### Required task
In the summer tramp account below, rewrite everything from "Chertsey we passed" down to "by Eton Bridge.", changing "steam-launch" to "houseboat".

### Supplied text

(begin)

From Paddington to Penzance The record of a summer tramp from London to the Land's End
Part 3
Geographers, physical and political, tell us that Thames drains and waters all that great district which lies between the estuary of the Severn and the seaward sides of Essex and Kent; that it is the fertiliser of square miles innumerable, and the potent source of London’s pre-eminent rank amongst the cities of the earth. This is all very true, but the geographers take no note of Thames’ other functions; the inspiration of the poets and the painters, the enrichment of innkeepers and boat-proprietors, and the pleasuring of all them that delight in bathing and the rowing of boats. Everywhere in summer-time are boats and launches and canoes, punts and houseboats, and varieties innumerable of floating things; for when the sun shines, and the incomparable river scenery of the Thames is at its best, the heart of man desireth nothing more ardently than to lie in a boat upon the quiet mirrored depths of a shady backwater, or better still, to sit within the roaring of the weir, where the swell of the tumbling water acts like a tonic upon the spirits, and the sunlight fashions rainbows in the smoke-like suspended moisture of its foam. These are modern pleasures. For centuries the Thames has flowed through a well-peopled country, yet the delights of the river are new-found, and only in the eighteenth century did the poets’ chorus break forth in flood of praise. But to-day every one who can string rhymes makes metrical essays upon the Thames, and writers without number have written countless books upon it. From Kingston to Oxford, houseboats make populous all its banks, and the quantity of paint and acres of canvas that have been expended upon artistic efforts along its course, from Trewsbury Mead to the Nore, must ever remain without computation.
For these reasons ’tis better to say little of our journey this afternoon to Shepperton, past Hampton Court, the Cockney’s paradise, to Hampton, Sunbury, Walton, and Halliford. The river was crowded with boating parties, with those who raced and with others who paddled lazily, and when night was come the houseboats hung out their paper lanterns, all red and yellow, that streaked every little ripple with waving colour.
That night saw the first unpacking of our knapsacks, and the irrevocable disappearance of their orderly arrangement. Chaos reigned ever afterward within their ostensibly waterproof sides, for to man is not given the gift of packing up, and we were not superior to the generality of our sex. I remember perfectly the shower of things that always befell o’ nights when I came to the ordeal of unpacking my knapsack: how razors, comb and brush, pencils, and neckties and other articles dropped from it; and, I make no doubt, it was the same with the other man.
IV.
Chertsey we passed this morning, heated with rowing, but between this and Laleham we were so far fortunate as to fall in with some acquaintances on a steam-launch who took us in tow so far as Old Windsor Lock, where we cast off and proceeded alone, landing at one of the many slips by Eton Bridge.
Windsor and Eton claimed us for the remainder of the day for the due pursuance of some desultory sight-seeing, but Eton chiefly, for the sake of its College, where “her Henry,” that unhappy pious founder, Henry VI., stands in effigy in the great quadrangle, and casts a “holy shade,” according to Grey.

(end)

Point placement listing
(begin)

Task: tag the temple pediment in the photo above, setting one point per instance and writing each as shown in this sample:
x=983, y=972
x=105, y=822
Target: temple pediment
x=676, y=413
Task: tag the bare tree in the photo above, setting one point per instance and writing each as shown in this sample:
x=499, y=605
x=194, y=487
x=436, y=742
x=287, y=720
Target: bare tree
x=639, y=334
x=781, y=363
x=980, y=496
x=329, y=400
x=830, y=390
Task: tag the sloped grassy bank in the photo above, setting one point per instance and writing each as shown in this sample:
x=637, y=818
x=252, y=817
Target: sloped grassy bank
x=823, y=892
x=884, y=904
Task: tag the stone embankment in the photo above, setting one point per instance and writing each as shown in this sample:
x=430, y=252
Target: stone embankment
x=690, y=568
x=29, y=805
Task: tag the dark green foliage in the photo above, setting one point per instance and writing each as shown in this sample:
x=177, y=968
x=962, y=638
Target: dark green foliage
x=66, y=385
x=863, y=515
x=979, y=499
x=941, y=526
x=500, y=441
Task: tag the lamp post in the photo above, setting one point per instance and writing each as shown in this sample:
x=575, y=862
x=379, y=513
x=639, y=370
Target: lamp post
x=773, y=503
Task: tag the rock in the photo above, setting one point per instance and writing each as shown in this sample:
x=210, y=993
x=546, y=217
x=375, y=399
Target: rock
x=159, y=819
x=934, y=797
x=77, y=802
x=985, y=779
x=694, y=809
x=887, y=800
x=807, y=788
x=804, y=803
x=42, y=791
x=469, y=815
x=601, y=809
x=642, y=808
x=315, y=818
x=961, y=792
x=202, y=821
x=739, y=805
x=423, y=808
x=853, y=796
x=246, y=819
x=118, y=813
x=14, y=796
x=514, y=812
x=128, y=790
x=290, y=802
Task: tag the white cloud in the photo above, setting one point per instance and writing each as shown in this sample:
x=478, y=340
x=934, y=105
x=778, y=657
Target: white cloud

(end)

### Right answer
Chertsey we passed this morning, heated with rowing, but between this and Laleham we were so far fortunate as to fall in with some acquaintances on a houseboat who took us in tow so far as Old Windsor Lock, where we cast off and proceeded alone, landing at one of the many slips by Eton Bridge.